Your instructions →
Print, word for word and only these, the lines of the material from the line containing "Note: one point per instance of the white tile" through the last line of the material.

## start Records provided

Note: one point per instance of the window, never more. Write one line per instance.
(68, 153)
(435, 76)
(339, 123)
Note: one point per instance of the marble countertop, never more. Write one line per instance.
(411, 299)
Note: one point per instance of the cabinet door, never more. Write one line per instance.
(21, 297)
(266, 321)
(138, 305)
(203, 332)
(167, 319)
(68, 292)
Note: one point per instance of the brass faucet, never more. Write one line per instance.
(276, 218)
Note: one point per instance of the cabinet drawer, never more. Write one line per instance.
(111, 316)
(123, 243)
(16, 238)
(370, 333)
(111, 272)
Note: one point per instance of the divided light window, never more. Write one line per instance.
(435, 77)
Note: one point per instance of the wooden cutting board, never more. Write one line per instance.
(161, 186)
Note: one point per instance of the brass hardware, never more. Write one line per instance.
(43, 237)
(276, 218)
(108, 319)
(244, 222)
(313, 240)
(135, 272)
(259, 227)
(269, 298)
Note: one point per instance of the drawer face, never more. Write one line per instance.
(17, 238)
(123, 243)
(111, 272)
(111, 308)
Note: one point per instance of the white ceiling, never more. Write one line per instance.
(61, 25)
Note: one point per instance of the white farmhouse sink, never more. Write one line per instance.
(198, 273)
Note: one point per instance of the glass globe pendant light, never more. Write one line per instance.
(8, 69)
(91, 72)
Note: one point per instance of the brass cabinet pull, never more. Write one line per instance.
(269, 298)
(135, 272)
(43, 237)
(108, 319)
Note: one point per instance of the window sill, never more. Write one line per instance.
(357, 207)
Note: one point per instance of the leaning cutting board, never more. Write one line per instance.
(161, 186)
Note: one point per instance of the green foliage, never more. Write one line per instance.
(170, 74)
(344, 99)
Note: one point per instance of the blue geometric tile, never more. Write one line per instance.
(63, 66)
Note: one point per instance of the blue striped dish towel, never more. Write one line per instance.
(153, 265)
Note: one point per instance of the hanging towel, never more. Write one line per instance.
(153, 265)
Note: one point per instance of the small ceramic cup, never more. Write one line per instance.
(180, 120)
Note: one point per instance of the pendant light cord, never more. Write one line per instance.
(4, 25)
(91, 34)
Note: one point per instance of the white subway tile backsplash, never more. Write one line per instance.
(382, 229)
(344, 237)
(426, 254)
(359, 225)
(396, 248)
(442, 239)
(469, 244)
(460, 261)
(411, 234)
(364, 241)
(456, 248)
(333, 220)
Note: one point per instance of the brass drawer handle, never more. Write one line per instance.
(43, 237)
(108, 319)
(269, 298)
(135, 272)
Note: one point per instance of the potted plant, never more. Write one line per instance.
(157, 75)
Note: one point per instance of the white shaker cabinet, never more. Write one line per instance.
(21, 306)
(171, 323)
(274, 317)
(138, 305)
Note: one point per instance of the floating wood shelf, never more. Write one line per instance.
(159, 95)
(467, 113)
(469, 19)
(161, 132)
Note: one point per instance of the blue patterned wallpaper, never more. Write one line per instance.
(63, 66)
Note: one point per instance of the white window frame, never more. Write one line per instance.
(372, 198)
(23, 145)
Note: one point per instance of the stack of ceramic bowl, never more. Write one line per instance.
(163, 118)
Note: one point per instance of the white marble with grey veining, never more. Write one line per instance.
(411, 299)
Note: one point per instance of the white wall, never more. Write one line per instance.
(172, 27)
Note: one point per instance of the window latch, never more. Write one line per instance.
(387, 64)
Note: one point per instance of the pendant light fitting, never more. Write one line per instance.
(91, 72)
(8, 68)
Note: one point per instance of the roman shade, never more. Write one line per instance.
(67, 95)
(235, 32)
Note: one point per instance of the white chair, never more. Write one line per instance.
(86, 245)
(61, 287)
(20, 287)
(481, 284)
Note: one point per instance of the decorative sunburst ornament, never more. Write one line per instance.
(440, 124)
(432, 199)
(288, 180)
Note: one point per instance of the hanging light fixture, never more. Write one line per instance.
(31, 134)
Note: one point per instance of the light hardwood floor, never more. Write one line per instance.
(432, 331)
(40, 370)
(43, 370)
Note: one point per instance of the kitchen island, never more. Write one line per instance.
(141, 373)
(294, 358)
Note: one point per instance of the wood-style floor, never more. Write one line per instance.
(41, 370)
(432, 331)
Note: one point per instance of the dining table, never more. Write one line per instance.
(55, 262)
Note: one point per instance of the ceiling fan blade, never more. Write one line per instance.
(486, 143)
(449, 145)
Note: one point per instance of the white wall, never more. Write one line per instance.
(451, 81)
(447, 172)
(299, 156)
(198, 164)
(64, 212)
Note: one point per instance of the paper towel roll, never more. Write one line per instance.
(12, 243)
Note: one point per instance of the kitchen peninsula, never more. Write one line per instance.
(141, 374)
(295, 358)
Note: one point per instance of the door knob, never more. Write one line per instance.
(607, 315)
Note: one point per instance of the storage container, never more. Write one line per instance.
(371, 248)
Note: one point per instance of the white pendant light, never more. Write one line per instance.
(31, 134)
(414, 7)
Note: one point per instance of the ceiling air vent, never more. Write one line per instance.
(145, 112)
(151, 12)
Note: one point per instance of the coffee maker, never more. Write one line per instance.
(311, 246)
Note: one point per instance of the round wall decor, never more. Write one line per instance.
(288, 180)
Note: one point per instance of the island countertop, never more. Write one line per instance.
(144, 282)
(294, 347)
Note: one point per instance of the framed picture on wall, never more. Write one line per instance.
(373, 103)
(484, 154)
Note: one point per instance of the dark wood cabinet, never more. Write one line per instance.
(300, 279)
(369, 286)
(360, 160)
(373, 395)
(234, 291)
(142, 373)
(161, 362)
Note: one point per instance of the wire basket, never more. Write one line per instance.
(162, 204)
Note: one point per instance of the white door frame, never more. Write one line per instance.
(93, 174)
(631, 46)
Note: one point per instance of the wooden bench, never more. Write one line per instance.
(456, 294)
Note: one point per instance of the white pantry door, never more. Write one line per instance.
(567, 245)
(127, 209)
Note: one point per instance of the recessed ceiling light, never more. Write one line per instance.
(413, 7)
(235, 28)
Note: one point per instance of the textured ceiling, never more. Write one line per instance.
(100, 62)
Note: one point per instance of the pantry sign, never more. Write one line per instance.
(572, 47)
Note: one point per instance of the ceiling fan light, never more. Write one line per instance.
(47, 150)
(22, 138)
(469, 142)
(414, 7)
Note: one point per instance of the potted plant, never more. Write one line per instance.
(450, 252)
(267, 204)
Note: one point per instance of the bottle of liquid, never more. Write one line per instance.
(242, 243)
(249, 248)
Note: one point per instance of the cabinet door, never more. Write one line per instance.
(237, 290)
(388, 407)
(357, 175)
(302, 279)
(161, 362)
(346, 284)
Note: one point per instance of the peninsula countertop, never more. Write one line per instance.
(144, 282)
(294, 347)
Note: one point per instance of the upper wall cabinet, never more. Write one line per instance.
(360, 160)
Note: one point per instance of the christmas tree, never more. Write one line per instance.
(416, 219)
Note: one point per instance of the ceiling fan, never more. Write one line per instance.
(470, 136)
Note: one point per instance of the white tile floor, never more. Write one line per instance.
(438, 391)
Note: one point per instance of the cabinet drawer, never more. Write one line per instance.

## end Records provided

In response →
Note: one point per instance of the white tile floor, never more. Write one line per instance.
(438, 391)
Note: one point per instance of the cabinet drawer, never more. Write one line per instance.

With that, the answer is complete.